-- START OF Dataset extract --

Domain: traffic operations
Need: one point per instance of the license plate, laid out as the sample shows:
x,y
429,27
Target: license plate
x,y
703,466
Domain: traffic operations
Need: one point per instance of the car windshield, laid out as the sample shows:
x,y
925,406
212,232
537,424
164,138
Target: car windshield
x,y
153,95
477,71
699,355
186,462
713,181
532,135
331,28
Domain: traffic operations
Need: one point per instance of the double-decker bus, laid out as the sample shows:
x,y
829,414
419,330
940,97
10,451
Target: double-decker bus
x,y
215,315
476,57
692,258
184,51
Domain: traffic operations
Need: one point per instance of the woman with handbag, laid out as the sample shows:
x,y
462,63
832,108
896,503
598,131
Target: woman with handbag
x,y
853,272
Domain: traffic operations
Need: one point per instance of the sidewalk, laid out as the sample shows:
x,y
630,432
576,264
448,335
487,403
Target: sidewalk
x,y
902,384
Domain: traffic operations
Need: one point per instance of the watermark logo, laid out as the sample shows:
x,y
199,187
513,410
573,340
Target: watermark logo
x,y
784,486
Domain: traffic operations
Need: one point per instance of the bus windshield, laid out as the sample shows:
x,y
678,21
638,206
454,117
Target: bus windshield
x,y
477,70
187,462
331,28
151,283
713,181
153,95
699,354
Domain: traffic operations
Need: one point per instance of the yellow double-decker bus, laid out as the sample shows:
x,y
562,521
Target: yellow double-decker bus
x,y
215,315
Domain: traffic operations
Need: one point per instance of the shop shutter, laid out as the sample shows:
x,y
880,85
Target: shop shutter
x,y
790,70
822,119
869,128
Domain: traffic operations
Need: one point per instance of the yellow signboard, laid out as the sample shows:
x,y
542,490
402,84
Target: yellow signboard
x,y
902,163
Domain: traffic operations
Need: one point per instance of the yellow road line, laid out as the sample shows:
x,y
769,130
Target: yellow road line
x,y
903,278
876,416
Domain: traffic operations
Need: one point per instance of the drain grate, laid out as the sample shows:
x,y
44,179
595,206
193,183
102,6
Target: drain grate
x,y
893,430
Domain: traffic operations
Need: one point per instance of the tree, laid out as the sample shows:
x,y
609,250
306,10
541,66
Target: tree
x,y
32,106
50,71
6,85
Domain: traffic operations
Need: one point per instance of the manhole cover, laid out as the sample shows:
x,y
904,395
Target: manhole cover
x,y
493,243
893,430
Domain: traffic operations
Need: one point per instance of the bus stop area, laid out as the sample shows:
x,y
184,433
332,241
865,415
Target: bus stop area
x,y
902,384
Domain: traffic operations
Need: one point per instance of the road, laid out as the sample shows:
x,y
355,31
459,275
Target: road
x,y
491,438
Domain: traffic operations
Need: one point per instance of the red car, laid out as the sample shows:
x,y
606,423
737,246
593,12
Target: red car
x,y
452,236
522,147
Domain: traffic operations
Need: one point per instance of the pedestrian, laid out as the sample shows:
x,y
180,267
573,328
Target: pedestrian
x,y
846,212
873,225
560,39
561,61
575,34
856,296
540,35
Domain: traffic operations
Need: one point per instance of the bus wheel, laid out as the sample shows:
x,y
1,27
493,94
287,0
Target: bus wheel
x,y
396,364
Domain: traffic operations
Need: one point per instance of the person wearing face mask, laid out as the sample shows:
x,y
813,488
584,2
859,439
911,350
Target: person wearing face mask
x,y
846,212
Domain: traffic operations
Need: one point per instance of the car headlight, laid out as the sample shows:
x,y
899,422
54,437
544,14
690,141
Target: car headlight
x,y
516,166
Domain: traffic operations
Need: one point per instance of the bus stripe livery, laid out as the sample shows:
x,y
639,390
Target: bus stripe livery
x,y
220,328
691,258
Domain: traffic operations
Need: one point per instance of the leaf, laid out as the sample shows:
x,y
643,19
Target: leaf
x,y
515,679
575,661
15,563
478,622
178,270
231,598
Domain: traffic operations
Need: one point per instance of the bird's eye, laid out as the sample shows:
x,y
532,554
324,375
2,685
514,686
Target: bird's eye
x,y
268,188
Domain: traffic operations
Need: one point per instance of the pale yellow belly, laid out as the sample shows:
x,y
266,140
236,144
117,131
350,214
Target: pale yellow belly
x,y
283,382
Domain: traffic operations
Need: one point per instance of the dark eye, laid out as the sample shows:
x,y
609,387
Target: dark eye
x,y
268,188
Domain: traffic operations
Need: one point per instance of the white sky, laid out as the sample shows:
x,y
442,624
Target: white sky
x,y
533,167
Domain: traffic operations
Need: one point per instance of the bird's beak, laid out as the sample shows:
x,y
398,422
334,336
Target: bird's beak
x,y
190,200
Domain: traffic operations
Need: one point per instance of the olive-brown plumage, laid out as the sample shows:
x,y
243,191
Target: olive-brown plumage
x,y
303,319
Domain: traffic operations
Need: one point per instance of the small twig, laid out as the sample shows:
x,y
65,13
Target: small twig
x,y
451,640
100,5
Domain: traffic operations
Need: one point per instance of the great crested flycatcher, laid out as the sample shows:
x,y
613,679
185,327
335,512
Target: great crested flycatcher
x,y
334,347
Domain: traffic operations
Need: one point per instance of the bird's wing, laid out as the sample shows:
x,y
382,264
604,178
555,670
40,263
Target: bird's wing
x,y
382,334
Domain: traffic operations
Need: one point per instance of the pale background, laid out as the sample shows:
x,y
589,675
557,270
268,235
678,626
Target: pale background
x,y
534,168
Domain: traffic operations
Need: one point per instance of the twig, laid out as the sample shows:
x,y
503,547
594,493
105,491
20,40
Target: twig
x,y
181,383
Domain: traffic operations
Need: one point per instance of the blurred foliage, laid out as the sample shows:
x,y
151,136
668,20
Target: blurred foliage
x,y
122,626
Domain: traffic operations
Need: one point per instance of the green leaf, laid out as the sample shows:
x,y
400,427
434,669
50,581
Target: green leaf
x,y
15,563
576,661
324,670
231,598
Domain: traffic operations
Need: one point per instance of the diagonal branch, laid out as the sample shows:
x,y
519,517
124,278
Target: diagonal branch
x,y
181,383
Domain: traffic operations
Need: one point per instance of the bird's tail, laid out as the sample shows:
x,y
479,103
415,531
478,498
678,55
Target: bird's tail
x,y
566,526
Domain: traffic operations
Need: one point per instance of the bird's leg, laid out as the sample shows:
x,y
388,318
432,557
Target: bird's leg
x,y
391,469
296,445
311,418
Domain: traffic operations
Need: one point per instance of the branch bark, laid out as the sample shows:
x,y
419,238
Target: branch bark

-- END OF Dataset extract --

# Directive
Restate the listing above word for word.

# Result of this task
Domain: traffic operations
Need: one point per instance of the license plate, laid out as the sample shows:
x,y
429,27
Target: license plate
x,y
703,466
Domain: traffic operations
Need: one point per instance of the car windshield, laid out as the sample shows:
x,y
925,406
212,232
537,424
164,138
Target: car windshield
x,y
153,95
477,71
699,355
186,462
713,181
532,135
331,28
Domain: traffic operations
Need: one point per instance of the double-decker bus, laid out as the sample shows:
x,y
829,414
419,330
940,97
10,451
Target: double-decker bus
x,y
215,315
476,57
692,258
184,51
Domain: traffic operations
Need: one point per instance of the woman with handbag, laid out as the sample shows:
x,y
462,63
832,108
896,503
598,131
Target: woman with handbag
x,y
853,272
Domain: traffic operations
Need: one point per instance of the sidewalk, laid out as the sample shows:
x,y
630,432
576,264
448,335
487,403
Target: sidewalk
x,y
902,384
Domain: traffic operations
Need: one point per instance of the watermark logo, laid out as the sample shows:
x,y
199,187
513,410
573,340
Target: watermark logo
x,y
784,486
Domain: traffic operations
Need: one point per instance of the bus windshield, laid out as the sample shows:
x,y
678,21
638,206
454,117
Target: bus windshield
x,y
477,70
187,462
331,28
151,283
713,181
153,95
699,354
Domain: traffic operations
Need: one point per instance of the yellow double-decker bus, laid out as the sample shows:
x,y
562,521
Target: yellow double-decker bus
x,y
215,315
Domain: traffic operations
Need: one point per instance of the shop shutter, laid out as the sample shows:
x,y
880,85
Target: shop shutter
x,y
790,70
822,119
869,128
Domain: traffic operations
Need: one point per instance of the yellow signboard, laid out as the sample shows:
x,y
542,490
402,84
Target: yellow signboard
x,y
902,163
Domain: traffic operations
Need: one point per instance of the yellow road line, laid out as the sample shows:
x,y
769,130
Target: yellow road line
x,y
903,278
876,416
Domain: traffic operations
Need: one point per instance of the drain grate, laid out as the sample shows:
x,y
44,179
595,206
193,183
102,6
Target: drain grate
x,y
893,430
Domain: traffic operations
Need: one point per instance of the tree, laid out as the sample shows:
x,y
609,250
306,10
541,66
Target: tree
x,y
32,106
50,71
6,85
Domain: traffic operations
Need: one point per instance of the manhole cover, laid out as the sample shows:
x,y
904,395
Target: manhole cover
x,y
493,243
893,430
Domain: traffic operations
Need: one point per instance of the bus stop area, laid out as the sample shows:
x,y
184,433
332,241
865,415
Target: bus stop area
x,y
902,384
Domain: traffic operations
Need: one point per instance of the road, laid out as the sample shows:
x,y
355,31
459,275
Target: road
x,y
491,438
Domain: traffic operations
Need: one point per instance of the red car, laid out as the sample shows:
x,y
606,423
737,246
593,12
Target: red car
x,y
452,236
522,147
Domain: traffic operations
Need: one point per instance of the pedestrian, laid out as the sample shows:
x,y
180,267
573,328
Target: pedestrian
x,y
846,212
873,225
560,39
561,61
575,34
856,296
540,35
Domain: traffic operations
Need: one point per instance of the bus wheel, laid out as the sample shows:
x,y
1,27
493,94
287,0
Target: bus wheel
x,y
396,364
Domain: traffic operations
Need: one point per instance of the person wearing face mask, laid out as the sample shows:
x,y
813,488
584,2
859,439
911,350
Target: person wearing face mask
x,y
846,212
Domain: traffic operations
Need: one point per instance of the car headlight, laid out as the sample shows:
x,y
899,422
54,437
544,14
690,141
Target: car headlight
x,y
516,166
Domain: traffic operations
Need: one point per instance of the bus stripe livery, laid out as the sample shows:
x,y
639,390
Target: bus stripe livery
x,y
220,328
691,258
Domain: traffic operations
Need: one point per instance of the leaf, laid out as the sample shows:
x,y
643,19
Target: leaf
x,y
515,679
575,661
15,563
478,622
178,270
231,598
Domain: traffic operations
Need: one point per instance of the bird's eye, laid out as the sample shows:
x,y
532,554
324,375
2,685
514,686
Target: bird's eye
x,y
268,188
Domain: traffic operations
Need: one point per instance of the pale yellow belly, laid out as the sample shows:
x,y
266,140
236,144
117,131
350,214
Target: pale yellow belly
x,y
283,382
Domain: traffic operations
Need: one point per instance of the dark eye, laid out as the sample shows:
x,y
609,387
Target: dark eye
x,y
268,188
Domain: traffic operations
Need: one point per instance of the white sky, laid out as the sample shows:
x,y
442,624
Target: white sky
x,y
533,167
Domain: traffic operations
Need: one point per instance of the bird's beak, laid out as the sample shows:
x,y
398,422
334,336
Target: bird's beak
x,y
190,200
Domain: traffic operations
Need: one point per instance of the olive-brown plumage, laid out as the sample shows:
x,y
243,191
Target: olive-brown plumage
x,y
303,319
Domain: traffic operations
Need: one point per instance of the small twig, laid out as the sample shows:
x,y
65,13
Target: small twig
x,y
451,640
100,5
Domain: traffic operations
Need: one point per instance of the great crested flycatcher, laid out as the sample shows:
x,y
613,679
185,327
335,512
Target: great crested flycatcher
x,y
334,347
Domain: traffic operations
Need: one point per instance of the bird's wing, laid out as the sample shows:
x,y
382,264
604,178
555,670
40,263
Target: bird's wing
x,y
382,334
Domain: traffic operations
Need: one point per instance of the pale background, laid out as the sample shows:
x,y
589,675
557,270
268,235
678,626
Target: pale background
x,y
534,168
Domain: traffic operations
Need: one point per instance of the twig, laid out as the sample shows:
x,y
503,547
594,493
105,491
20,40
Target: twig
x,y
181,383
Domain: traffic operations
Need: one point per instance of the blurred foliage, laid out as the sample shows:
x,y
151,136
668,20
Target: blurred foliage
x,y
122,626
Domain: traffic operations
Need: one point per instance of the green leaf, laid out as the sample shows:
x,y
400,427
434,669
50,581
Target: green leaf
x,y
15,563
576,661
324,670
231,598
Domain: traffic operations
Need: one point per instance of the diagonal branch, laid out as the sample shows:
x,y
519,517
124,278
Target: diagonal branch
x,y
181,383
Domain: traffic operations
Need: one point per instance of the bird's tail, laid out as the sample shows:
x,y
479,103
415,531
478,498
678,55
Target: bird's tail
x,y
566,526
Domain: traffic operations
Need: one point per instance of the bird's leg, laid out as the sample shows:
x,y
388,318
432,557
Target: bird's leg
x,y
391,469
296,445
311,418
Domain: traffic operations
Need: one point per instance of the branch bark, laid out as the sample shows:
x,y
419,238
Target: branch bark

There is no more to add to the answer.